→ **Task description**:
In the text on foods to avoid when taking glipizide, how many grams of added sugar does one 12-ounce can of standard cola provide?

→ **Text excerpt**:
- - -

Foods to avoid when taking Glipizide
1. Foods and drinks with added sugar
Sugary beverages are the leading contributors to added sugar in a typical Western diet. Drinks like soda, sweetened teas, sugary coffee drinks, energy drinks, and many others are high in added sugar.
For instance, one 12-ounce can of a standard cola provides 39 grams of added sugar, which is beyond the daily recommended maximum of 24-36 grams per day.
Many processed foods also have added sugar. Some of the most common sources of added sugar include sucrose (table sugar or just “sugar”) and derivatives of fructose (fruit sugar), including high-fructose corn syrup and corn syrup.
Consuming foods and drinks high in added sugar can make it difficult to manage your blood sugar levels.
If you’re taking glipizide, it’s because your blood sugar is too high without it, so eating a diet low in added sugars can help you manage your diabetes more effectively.
2. Meals very high in fat
Very high-fat meals cause delayed stomach emptying because they take longer to digest. Eating high-fat meals can delay the rise in blood sugar after you eat.
This might be problematic if you take glipizide, and here’s why: if the food you eat isn’t available to be turned into blood sugar for a long time after you take glipizide (which is meant to be taken before a meal), it could start working to lower your blood sugar before your blood sugar rises from the high-fat meal.
This means that you might develop hypoglycemia because the food you ate took a long time to turn into sugar in your blood.
If you do plan to eat a high-fat meal, you might want to take your glipizide dose before a lower-fat meal that day.

- - -

→ **Data for analysis**:
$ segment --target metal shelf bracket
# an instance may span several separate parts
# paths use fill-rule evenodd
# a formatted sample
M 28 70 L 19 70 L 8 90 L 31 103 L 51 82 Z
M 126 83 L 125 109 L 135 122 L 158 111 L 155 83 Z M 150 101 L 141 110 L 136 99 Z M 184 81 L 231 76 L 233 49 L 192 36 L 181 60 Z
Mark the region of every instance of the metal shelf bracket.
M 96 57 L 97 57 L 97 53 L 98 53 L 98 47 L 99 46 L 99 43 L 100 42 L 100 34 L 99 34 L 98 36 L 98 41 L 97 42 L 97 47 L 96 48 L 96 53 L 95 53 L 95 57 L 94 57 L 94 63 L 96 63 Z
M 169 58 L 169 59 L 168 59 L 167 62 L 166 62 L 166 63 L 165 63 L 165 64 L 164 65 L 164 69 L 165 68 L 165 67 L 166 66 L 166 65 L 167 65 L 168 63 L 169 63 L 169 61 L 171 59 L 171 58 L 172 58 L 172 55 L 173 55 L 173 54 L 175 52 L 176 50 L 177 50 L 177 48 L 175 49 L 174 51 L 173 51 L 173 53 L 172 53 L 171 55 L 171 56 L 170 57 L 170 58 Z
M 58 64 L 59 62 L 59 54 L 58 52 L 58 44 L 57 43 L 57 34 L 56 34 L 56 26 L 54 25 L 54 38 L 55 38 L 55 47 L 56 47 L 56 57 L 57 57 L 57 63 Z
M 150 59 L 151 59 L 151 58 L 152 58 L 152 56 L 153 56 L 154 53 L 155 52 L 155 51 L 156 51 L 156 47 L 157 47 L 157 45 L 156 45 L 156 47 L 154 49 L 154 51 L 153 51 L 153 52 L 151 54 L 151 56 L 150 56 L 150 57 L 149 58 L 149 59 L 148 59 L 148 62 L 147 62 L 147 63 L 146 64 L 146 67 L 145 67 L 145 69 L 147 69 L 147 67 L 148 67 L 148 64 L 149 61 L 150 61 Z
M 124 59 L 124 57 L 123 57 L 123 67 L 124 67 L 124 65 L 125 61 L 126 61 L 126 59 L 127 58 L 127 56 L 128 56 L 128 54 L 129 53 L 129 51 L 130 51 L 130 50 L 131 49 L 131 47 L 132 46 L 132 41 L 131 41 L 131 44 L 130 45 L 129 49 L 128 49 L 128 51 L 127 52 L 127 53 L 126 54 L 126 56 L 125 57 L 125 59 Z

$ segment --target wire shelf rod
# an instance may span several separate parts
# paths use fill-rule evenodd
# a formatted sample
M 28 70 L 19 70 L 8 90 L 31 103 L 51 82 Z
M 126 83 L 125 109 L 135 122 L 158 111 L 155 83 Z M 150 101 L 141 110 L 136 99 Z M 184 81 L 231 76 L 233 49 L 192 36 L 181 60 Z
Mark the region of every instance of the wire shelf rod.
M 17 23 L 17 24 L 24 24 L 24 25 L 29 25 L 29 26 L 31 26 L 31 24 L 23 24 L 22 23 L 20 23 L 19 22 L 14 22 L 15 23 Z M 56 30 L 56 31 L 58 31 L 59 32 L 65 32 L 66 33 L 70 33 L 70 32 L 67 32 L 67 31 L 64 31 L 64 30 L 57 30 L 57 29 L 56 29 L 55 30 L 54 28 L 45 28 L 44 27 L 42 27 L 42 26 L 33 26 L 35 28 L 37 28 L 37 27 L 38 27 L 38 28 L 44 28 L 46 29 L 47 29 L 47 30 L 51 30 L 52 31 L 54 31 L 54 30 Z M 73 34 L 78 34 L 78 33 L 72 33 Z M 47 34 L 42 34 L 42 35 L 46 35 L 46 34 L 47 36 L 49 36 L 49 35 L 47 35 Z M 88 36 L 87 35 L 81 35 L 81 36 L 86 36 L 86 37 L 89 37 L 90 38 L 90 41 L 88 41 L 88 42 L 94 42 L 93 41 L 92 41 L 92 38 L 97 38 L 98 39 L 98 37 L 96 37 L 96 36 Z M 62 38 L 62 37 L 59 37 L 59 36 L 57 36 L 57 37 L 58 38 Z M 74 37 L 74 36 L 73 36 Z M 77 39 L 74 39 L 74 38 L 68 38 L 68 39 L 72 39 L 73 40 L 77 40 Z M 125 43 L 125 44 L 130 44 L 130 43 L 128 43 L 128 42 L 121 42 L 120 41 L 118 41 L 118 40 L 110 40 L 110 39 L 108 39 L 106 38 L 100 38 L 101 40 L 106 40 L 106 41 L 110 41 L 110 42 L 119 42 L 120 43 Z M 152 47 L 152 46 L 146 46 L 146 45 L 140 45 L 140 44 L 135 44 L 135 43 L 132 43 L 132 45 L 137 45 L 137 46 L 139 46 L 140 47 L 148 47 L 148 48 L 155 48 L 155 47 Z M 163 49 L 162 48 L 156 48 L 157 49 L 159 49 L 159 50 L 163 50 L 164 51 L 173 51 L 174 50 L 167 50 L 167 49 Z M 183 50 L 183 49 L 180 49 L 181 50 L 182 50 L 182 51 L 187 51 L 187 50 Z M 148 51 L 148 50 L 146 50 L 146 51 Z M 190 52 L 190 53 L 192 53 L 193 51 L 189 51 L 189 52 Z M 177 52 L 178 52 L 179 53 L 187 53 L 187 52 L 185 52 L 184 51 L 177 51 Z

- - -

→ **Solved exercise**:
39 grams